**Direction:** Find the line that contains "Where can the car hood". Repeat that line and all lines following it, exactly, through the end of the listing below.

**Input material:**

========

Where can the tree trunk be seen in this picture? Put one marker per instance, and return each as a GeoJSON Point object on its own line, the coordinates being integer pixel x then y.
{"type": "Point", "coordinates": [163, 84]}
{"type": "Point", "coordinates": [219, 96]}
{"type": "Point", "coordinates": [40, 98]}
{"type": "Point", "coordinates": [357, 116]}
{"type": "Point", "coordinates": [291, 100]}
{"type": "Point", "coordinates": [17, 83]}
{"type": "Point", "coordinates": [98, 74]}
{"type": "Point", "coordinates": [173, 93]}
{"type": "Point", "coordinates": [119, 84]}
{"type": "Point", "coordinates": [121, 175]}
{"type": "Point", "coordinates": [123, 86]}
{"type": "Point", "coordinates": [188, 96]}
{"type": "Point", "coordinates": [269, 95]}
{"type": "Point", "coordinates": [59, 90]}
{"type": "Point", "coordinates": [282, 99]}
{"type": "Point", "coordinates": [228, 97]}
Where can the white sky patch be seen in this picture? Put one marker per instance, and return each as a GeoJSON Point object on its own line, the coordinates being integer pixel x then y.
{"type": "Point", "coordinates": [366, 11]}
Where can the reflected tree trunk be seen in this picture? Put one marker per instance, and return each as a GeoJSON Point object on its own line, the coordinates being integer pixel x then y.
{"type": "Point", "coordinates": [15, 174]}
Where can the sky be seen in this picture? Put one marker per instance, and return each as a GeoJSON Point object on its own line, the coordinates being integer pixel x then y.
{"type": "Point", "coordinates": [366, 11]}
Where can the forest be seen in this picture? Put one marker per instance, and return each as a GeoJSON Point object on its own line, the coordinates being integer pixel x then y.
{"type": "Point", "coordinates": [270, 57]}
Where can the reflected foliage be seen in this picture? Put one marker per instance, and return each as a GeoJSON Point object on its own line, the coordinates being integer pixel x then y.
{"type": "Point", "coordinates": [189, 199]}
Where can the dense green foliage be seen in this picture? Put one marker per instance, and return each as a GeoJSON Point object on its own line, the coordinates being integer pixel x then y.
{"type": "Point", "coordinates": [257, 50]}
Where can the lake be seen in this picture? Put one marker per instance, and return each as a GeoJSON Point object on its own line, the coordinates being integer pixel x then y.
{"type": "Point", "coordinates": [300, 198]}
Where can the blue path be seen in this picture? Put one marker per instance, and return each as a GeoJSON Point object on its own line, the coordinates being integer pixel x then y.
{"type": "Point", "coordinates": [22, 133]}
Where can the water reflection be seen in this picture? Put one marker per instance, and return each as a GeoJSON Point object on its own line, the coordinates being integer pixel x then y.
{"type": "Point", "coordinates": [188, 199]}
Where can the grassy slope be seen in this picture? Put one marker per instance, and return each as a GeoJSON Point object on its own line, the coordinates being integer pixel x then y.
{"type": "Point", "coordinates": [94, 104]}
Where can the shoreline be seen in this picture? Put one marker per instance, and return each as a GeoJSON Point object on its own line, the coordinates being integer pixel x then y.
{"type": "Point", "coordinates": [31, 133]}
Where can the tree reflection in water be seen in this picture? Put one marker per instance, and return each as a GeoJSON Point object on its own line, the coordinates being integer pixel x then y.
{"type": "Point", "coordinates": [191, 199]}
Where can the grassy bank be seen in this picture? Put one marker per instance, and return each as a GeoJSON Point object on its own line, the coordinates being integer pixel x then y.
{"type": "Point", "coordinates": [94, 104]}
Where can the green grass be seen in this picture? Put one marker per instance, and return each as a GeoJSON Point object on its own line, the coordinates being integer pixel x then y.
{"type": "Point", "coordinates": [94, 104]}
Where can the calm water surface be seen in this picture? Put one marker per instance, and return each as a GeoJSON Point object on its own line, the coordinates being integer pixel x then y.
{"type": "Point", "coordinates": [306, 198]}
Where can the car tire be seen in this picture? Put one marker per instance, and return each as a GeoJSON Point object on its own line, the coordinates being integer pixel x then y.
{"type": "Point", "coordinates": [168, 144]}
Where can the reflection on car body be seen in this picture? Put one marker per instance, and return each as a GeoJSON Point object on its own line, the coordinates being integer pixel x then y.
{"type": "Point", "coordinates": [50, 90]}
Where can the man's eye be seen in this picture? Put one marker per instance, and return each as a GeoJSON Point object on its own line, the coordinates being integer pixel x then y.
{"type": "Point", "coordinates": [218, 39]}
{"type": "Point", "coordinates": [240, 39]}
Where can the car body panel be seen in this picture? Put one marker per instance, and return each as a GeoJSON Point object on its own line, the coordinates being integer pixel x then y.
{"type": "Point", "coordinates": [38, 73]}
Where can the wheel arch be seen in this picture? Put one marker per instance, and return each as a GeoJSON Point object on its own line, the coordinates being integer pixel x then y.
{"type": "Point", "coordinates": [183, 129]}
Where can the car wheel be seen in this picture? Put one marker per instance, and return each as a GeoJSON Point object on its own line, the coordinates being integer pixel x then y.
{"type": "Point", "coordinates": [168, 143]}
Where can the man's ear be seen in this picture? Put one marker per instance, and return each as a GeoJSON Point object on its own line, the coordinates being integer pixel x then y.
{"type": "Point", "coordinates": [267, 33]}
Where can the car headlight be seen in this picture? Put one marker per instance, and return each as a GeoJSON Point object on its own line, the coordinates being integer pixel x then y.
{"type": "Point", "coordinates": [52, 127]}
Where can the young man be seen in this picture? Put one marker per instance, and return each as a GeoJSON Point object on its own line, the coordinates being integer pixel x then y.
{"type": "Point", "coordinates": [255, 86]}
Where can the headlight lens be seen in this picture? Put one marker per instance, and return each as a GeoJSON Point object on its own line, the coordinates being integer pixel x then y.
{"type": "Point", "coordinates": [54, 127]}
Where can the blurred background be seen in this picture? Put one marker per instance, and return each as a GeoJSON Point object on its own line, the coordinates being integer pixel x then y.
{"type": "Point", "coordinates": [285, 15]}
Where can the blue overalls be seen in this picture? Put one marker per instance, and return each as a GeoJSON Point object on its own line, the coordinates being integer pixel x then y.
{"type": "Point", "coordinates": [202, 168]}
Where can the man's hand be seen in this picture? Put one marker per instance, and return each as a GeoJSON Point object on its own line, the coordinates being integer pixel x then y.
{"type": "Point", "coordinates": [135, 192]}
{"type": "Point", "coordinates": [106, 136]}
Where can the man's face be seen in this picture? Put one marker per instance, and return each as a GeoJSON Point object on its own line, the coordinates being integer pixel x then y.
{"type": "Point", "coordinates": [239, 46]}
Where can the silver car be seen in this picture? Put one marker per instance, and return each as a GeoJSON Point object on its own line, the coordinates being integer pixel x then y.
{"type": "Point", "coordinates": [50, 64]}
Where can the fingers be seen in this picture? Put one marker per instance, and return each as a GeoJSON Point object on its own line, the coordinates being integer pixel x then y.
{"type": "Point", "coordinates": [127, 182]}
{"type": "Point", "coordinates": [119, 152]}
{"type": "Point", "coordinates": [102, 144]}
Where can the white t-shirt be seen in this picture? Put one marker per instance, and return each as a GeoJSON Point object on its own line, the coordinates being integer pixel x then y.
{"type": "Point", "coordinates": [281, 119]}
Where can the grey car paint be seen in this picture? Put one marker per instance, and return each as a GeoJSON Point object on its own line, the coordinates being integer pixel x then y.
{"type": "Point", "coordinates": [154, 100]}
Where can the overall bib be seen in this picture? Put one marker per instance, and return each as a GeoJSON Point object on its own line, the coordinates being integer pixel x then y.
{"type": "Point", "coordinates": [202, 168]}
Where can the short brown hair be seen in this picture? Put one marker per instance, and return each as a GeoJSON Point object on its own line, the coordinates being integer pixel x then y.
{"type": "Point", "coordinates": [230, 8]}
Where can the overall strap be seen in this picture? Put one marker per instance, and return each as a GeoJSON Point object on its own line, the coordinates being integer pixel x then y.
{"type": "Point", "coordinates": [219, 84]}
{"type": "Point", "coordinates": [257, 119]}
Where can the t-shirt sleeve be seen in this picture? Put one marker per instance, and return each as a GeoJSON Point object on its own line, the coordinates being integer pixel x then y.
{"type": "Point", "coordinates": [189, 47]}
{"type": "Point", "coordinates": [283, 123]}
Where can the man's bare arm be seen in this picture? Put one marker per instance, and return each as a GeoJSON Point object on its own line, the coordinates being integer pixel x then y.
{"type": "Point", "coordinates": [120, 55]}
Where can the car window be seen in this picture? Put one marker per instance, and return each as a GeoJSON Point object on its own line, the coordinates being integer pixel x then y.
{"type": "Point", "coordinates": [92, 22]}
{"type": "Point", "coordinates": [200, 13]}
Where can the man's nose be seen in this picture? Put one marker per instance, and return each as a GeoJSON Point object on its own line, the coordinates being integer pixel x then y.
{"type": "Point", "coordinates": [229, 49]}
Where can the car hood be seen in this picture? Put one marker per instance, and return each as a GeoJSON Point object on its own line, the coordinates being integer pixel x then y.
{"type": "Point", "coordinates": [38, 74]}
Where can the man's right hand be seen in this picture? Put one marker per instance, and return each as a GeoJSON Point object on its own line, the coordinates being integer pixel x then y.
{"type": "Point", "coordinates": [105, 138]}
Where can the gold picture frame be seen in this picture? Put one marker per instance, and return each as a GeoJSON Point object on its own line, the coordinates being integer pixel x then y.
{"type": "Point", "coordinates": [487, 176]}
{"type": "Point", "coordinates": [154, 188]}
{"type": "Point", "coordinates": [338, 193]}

========

**Result for this exercise:**
Where can the car hood be seen in this picture? Put one marker per instance, and return each as a GeoJSON Point object on its own line, the coordinates being integer pixel x then y.
{"type": "Point", "coordinates": [38, 74]}
Where can the man's right hand be seen in this picture? Put one marker per instance, and return each as a GeoJSON Point object on its own line, the coordinates being integer pixel x then y.
{"type": "Point", "coordinates": [105, 138]}
Where can the gold picture frame be seen in this picture? Put one marker per instance, and return each as a GeoJSON Point object on its own line, the coordinates being integer pixel x then y.
{"type": "Point", "coordinates": [487, 176]}
{"type": "Point", "coordinates": [154, 188]}
{"type": "Point", "coordinates": [338, 193]}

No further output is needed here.